What this task involves
Report every line in the items below that contains the string "query".

Supplied records
○ ○ ○ ○ ○

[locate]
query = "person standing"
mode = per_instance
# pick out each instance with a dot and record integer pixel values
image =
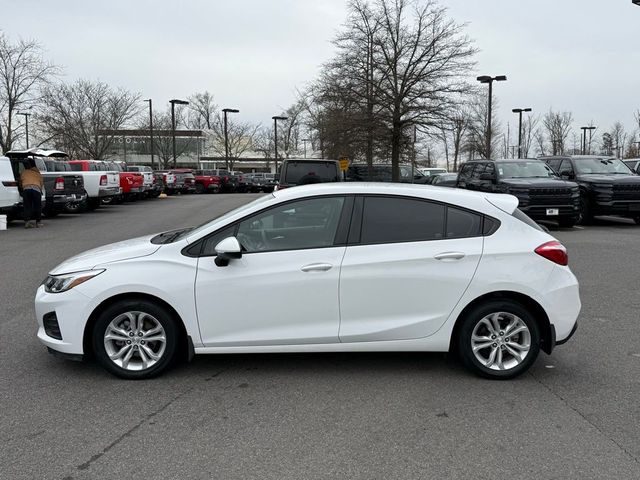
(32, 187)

○ ○ ○ ○ ○

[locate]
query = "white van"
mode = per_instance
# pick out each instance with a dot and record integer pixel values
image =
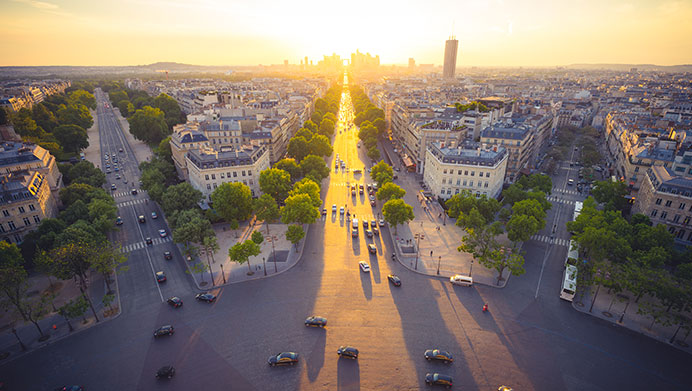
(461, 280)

○ ○ ○ ○ ○

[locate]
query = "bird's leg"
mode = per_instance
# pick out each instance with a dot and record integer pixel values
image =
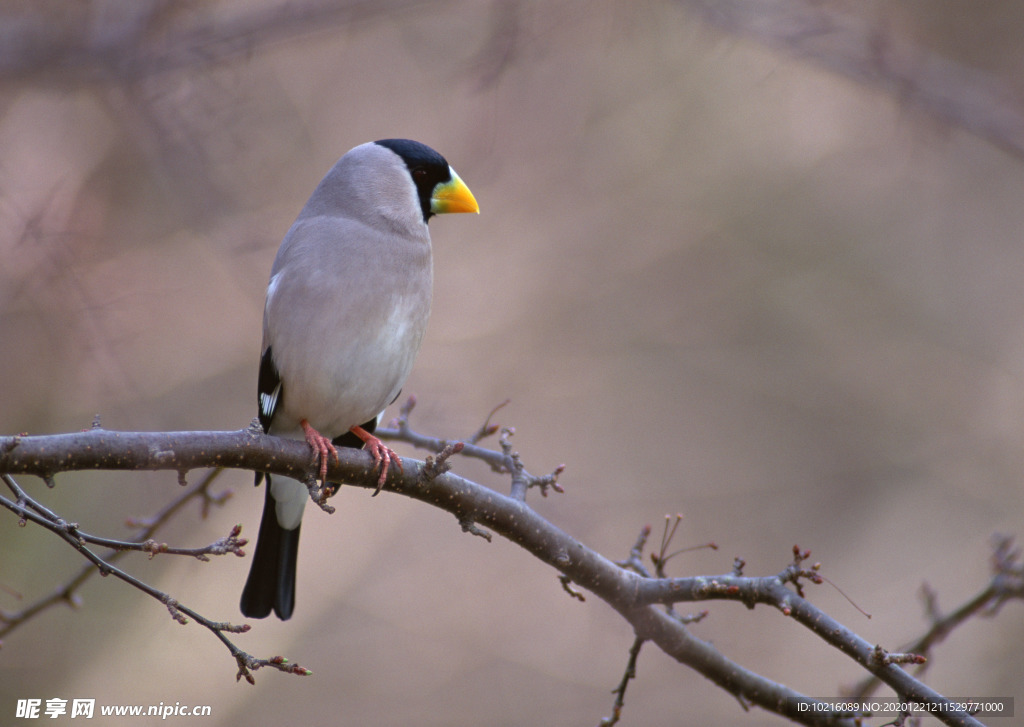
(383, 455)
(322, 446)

○ ○ ○ ○ ○

Answer to the task
query = "person standing"
query = "white van"
query = "bird's leg"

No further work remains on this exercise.